- _AIM_: Format the items as a two-column CSV with the header "prompt" and "response", giving one row per item with its text and its answer. Put each value in a single quoted field, with line breaks replaced by spaces.

==== EXERCISE INPUT

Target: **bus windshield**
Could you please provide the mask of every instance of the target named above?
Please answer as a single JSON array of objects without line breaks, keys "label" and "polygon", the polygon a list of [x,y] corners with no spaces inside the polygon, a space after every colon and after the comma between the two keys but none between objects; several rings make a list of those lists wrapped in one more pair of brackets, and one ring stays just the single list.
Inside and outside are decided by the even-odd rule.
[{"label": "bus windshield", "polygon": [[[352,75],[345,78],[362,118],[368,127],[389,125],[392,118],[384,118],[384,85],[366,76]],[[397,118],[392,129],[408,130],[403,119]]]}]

========

- _FINISHED TASK_:
prompt,response
"Target: **bus windshield** Could you please provide the mask of every instance of the target named above? Please answer as a single JSON array of objects without line breaks, keys ""label"" and ""polygon"", the polygon a list of [x,y] corners with no spaces inside the polygon, a space after every colon and after the comma between the two keys but none between objects; several rings make a list of those lists wrapped in one more pair of brackets, and one ring stays just the single list. Inside and outside are decided by the even-odd rule.","[{""label"": ""bus windshield"", ""polygon"": [[[352,75],[345,78],[362,118],[368,127],[389,125],[392,118],[384,118],[384,85],[366,76]],[[397,118],[392,129],[408,130],[403,119]]]}]"